Without the pictures, set down every line of the data exactly.
* BEGIN *
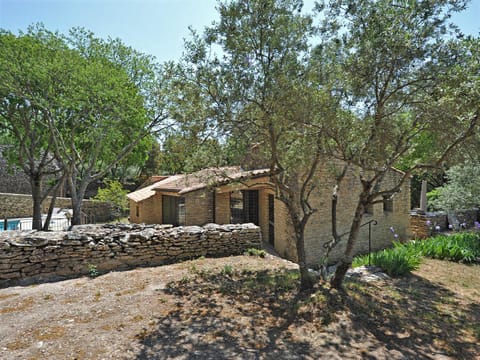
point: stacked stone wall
(27, 257)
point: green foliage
(256, 252)
(462, 190)
(396, 261)
(227, 270)
(403, 258)
(459, 247)
(114, 193)
(92, 270)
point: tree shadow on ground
(226, 316)
(260, 315)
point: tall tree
(401, 76)
(31, 80)
(98, 99)
(258, 88)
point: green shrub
(256, 252)
(396, 261)
(461, 247)
(227, 270)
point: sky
(155, 27)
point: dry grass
(245, 308)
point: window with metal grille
(173, 210)
(244, 207)
(387, 204)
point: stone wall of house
(20, 205)
(318, 230)
(27, 257)
(199, 207)
(222, 208)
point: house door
(173, 210)
(271, 220)
(244, 207)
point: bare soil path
(243, 307)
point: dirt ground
(243, 307)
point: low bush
(396, 261)
(461, 247)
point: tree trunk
(77, 192)
(306, 281)
(77, 211)
(36, 184)
(46, 224)
(346, 260)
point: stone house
(232, 195)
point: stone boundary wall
(35, 256)
(20, 205)
(424, 225)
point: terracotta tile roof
(185, 183)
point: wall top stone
(123, 233)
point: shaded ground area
(246, 308)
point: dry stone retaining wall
(27, 257)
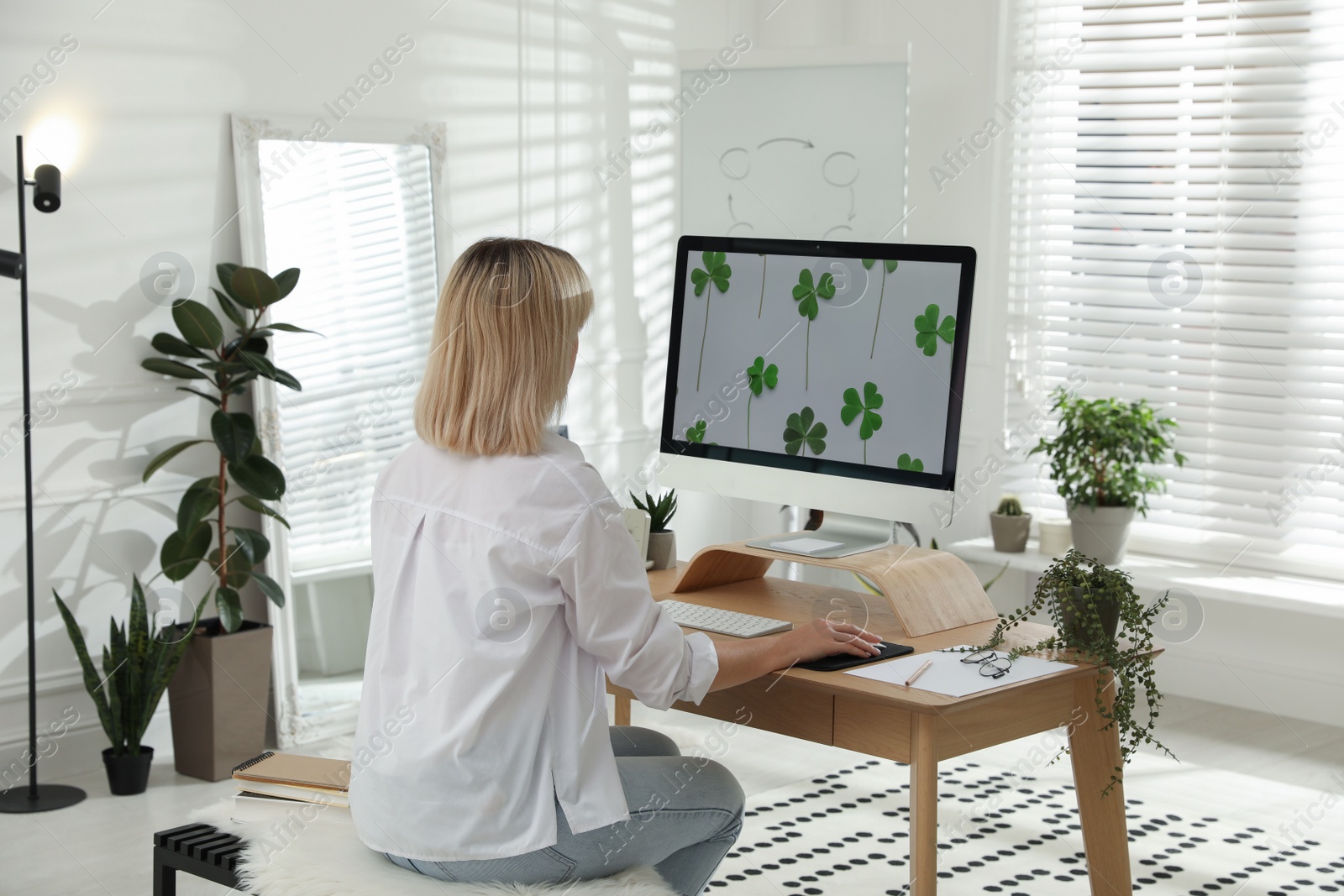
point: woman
(504, 589)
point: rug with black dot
(1196, 833)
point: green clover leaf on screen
(929, 331)
(717, 270)
(801, 434)
(759, 378)
(759, 375)
(806, 295)
(867, 407)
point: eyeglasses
(991, 664)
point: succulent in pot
(662, 539)
(1010, 526)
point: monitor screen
(844, 359)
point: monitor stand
(840, 535)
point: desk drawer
(885, 730)
(784, 708)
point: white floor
(102, 846)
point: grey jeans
(685, 817)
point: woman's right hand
(823, 638)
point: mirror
(360, 217)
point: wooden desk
(918, 727)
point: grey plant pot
(663, 550)
(1101, 532)
(1010, 532)
(1072, 614)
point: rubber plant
(226, 367)
(717, 271)
(138, 663)
(1099, 616)
(889, 266)
(864, 407)
(806, 293)
(759, 378)
(1099, 457)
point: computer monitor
(819, 374)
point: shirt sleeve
(613, 617)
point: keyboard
(741, 625)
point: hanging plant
(867, 409)
(716, 273)
(759, 378)
(806, 295)
(887, 268)
(1099, 616)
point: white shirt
(503, 589)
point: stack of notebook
(276, 782)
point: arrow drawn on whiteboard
(806, 144)
(729, 172)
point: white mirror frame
(292, 728)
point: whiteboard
(812, 152)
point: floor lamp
(46, 196)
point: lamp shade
(46, 192)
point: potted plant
(662, 539)
(138, 661)
(1099, 616)
(1097, 463)
(219, 694)
(1010, 526)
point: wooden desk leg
(924, 805)
(1102, 819)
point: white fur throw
(324, 857)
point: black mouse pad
(839, 661)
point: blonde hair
(503, 342)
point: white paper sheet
(951, 676)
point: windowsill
(1265, 590)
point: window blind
(1176, 233)
(355, 217)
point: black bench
(198, 849)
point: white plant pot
(1101, 532)
(663, 550)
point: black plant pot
(1074, 631)
(128, 775)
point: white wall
(534, 94)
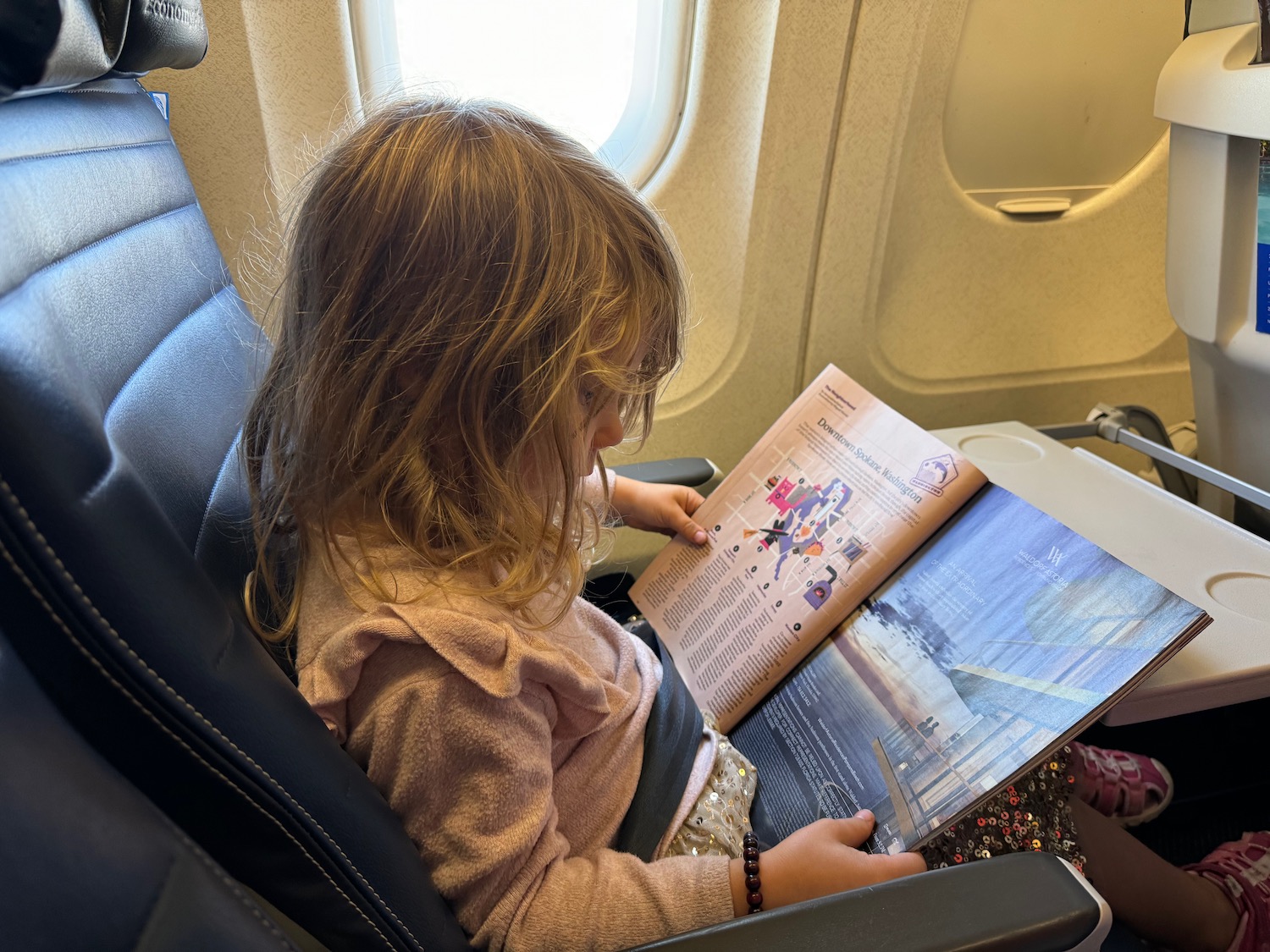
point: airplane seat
(101, 866)
(126, 365)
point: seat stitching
(91, 245)
(8, 490)
(157, 347)
(64, 152)
(127, 695)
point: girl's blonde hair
(457, 273)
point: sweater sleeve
(472, 777)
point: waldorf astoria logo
(935, 474)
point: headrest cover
(46, 45)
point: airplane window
(1052, 103)
(611, 74)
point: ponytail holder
(749, 853)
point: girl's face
(604, 426)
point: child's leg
(1153, 898)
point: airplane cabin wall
(955, 312)
(279, 79)
(815, 210)
(861, 248)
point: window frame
(654, 109)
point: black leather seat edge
(102, 866)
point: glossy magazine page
(998, 640)
(831, 500)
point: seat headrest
(52, 45)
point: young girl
(474, 309)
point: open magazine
(878, 626)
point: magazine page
(1001, 639)
(831, 500)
* END *
(FULL ANSWER)
point: stacked stone wall
(27, 257)
point: green foliage
(256, 252)
(462, 190)
(396, 261)
(227, 270)
(403, 258)
(459, 247)
(114, 193)
(92, 270)
point: tree shadow on ground
(226, 316)
(260, 315)
point: tall tree
(401, 76)
(31, 80)
(98, 99)
(258, 88)
point: green shrub
(256, 252)
(396, 261)
(461, 247)
(227, 270)
point: sky
(155, 27)
point: dry grass
(245, 308)
point: window with metal grille
(173, 210)
(244, 207)
(387, 204)
point: stone wall of house
(20, 205)
(318, 230)
(27, 257)
(199, 207)
(222, 208)
point: house door
(173, 210)
(271, 220)
(244, 207)
point: bare soil path
(243, 307)
point: dirt ground
(243, 307)
point: low bush
(396, 261)
(461, 247)
point: tree trunk
(77, 192)
(306, 281)
(77, 211)
(36, 184)
(46, 224)
(346, 260)
point: stone house
(232, 195)
point: stone boundary wall
(35, 256)
(20, 205)
(424, 225)
point: terracotta tile roof
(185, 183)
point: wall top stone
(123, 233)
point: shaded ground area
(246, 308)
point: dry stone retaining wall
(27, 257)
point: woman
(504, 589)
point: rug with black dot
(1196, 833)
point: green clover leaf on screen
(929, 331)
(717, 270)
(801, 434)
(759, 378)
(759, 375)
(806, 295)
(867, 407)
point: eyeglasses
(991, 664)
point: succulent in pot
(662, 539)
(1010, 526)
point: monitor screen
(844, 359)
point: monitor stand
(840, 535)
point: desk drawer
(885, 730)
(784, 708)
point: white floor
(102, 846)
point: grey jeans
(685, 817)
point: woman's right hand
(823, 638)
point: mirror
(360, 217)
point: wooden desk
(918, 727)
point: grey plant pot
(663, 550)
(1101, 532)
(1010, 532)
(1072, 614)
point: rubber plant
(226, 367)
(717, 271)
(138, 663)
(1099, 616)
(889, 266)
(864, 407)
(806, 293)
(759, 378)
(1099, 457)
point: computer monitor
(819, 374)
point: shirt sleeve
(613, 617)
point: keyboard
(741, 625)
point: hanging plant
(867, 409)
(716, 273)
(759, 378)
(806, 295)
(887, 268)
(1099, 616)
point: white shirt
(503, 589)
point: stack of notebook
(276, 782)
point: arrow drawn on whiteboard
(806, 144)
(729, 172)
point: white mirror frame
(292, 728)
point: whiteboard
(812, 152)
point: floor lamp
(46, 196)
point: lamp shade
(46, 192)
point: potted plant
(662, 539)
(138, 661)
(1099, 616)
(1097, 463)
(219, 694)
(1010, 526)
point: wooden desk leg
(924, 805)
(1102, 819)
point: white fur throw
(324, 857)
point: black mouse pad
(839, 661)
point: blonde hair
(503, 342)
point: white paper sheet
(951, 676)
point: windowsill
(1265, 590)
point: window blind
(1176, 233)
(355, 217)
point: black bench
(198, 849)
point: white plant pot
(1101, 532)
(663, 550)
point: black plant pot
(1074, 631)
(128, 775)
point: white wall
(534, 94)
point: airplane seat
(101, 866)
(126, 365)
point: seat stitching
(91, 245)
(8, 490)
(157, 347)
(64, 152)
(127, 695)
point: girl's blonde hair
(457, 273)
point: sweater sleeve
(472, 777)
point: waldorf astoria logo
(935, 474)
point: headrest cover
(46, 45)
point: airplane window
(1052, 103)
(611, 74)
point: ponytail holder
(749, 853)
point: girl's face
(604, 426)
point: child's leg
(1153, 898)
point: airplane cabin wall
(955, 312)
(279, 79)
(815, 210)
(861, 248)
point: window frame
(654, 109)
point: black leather seat edge
(102, 866)
point: glossy magazine page
(998, 640)
(831, 500)
point: seat headrest
(52, 45)
point: young girl
(474, 309)
point: open magazine
(878, 626)
point: magazine page
(1001, 639)
(831, 500)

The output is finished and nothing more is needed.